## Source
-- BEGIN --
Australia's major abstract painter Yvonne Audette discusses her portrait of sculptor Robert Kippel.

Robert Klippel
Robert Klippel, 1979 David Moore. © Lisa, Michael, Matthew and Joshua Moore.

It was my dear friend Robert Klippel who first suggested I undertake a portrait for the 1980 Archibald Prize. Though I am primarily an abstract painter, I have always loved to draw from life, and I retorted 'Well, I'll only do it if I can paint you!' So that is how the painting of Bob, which I have recently gifted to the National Portrait Gallery, came into being.

As it turned out, the 1980 Archibald Prize was one of those rare occasions where no prize was awarded as the Trustees of the Art Gallery of New South Wales were unable to select a clear winner. I first met Robert Klippel in late 1956, when I had returned from Europe to visit my family in Sydney. My friend, teacher and mentor John Passmore introduced us, and we struck up a very good friendship instantly. Bob and I would discuss art constantly and our conversations would delve into a diverse range of artistic practices, including those of the ancient Egyptians and prehistoric peoples. We would look at the whole pattern of art and how it developed. Of course, we also had similar overseas experience in America and an interest in abstract expressionism. The basis of our friendship was art, and I would say quite honestly that Bob was the best person I have ever met in my life to talk with about art.

In my painting of Bob, I wanted to bring out the varying aspects of his complex nature. Bob was a very talkative, friendly and highly intelligent person, at times forthright, but with a very gentle and sweet personality He had a great kindness of heart and I remember fondly his kind offer to store all of my paintings free of charge when I was in a spot looking for studio space in the late 60s. At the same time there was a certain sadness to him, which I also attempted to capture. Besides being a very good thinker he was at times very tormented - he just couldn't accept some things as they were and he never felt he was good enough. Simultaneously I wanted to show his strength; he had a very stately quality, and an intense gaze.
-- END --
## Data supplied
-- BEGIN --
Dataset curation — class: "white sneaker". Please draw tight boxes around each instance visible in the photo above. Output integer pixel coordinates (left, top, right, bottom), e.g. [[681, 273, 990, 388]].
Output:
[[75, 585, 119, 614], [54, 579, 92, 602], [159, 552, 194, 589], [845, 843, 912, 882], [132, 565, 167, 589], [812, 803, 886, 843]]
-- END --
-- BEGIN --
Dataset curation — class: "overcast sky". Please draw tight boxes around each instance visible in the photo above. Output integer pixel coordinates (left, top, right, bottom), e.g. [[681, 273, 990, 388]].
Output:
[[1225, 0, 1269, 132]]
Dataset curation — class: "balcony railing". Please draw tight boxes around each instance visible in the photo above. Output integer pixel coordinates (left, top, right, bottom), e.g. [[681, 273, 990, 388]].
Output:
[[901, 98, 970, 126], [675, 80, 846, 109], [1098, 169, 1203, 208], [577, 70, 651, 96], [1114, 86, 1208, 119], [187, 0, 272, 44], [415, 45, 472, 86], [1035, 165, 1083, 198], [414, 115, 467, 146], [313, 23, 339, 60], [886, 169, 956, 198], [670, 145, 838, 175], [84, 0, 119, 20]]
-- END --
## To-do list
1. From the essay about the Klippel portrait, return the part that opens with the words containing "Australia's major abstract" and closes with "came into being.".
2. According to the essay about the Klippel portrait, who introduced its writer to Robert Klippel?
Rely only on the essay about the Klippel portrait.

## Solutions to the problems
1.
Australia's major abstract painter Yvonne Audette discusses her portrait of sculptor Robert Kippel.

Robert Klippel
Robert Klippel, 1979 David Moore. © Lisa, Michael, Matthew and Joshua Moore.

It was my dear friend Robert Klippel who first suggested I undertake a portrait for the 1980 Archibald Prize. Though I am primarily an abstract painter, I have always loved to draw from life, and I retorted 'Well, I'll only do it if I can paint you!' So that is how the painting of Bob, which I have recently gifted to the National Portrait Gallery, came into being.

2. John Passmore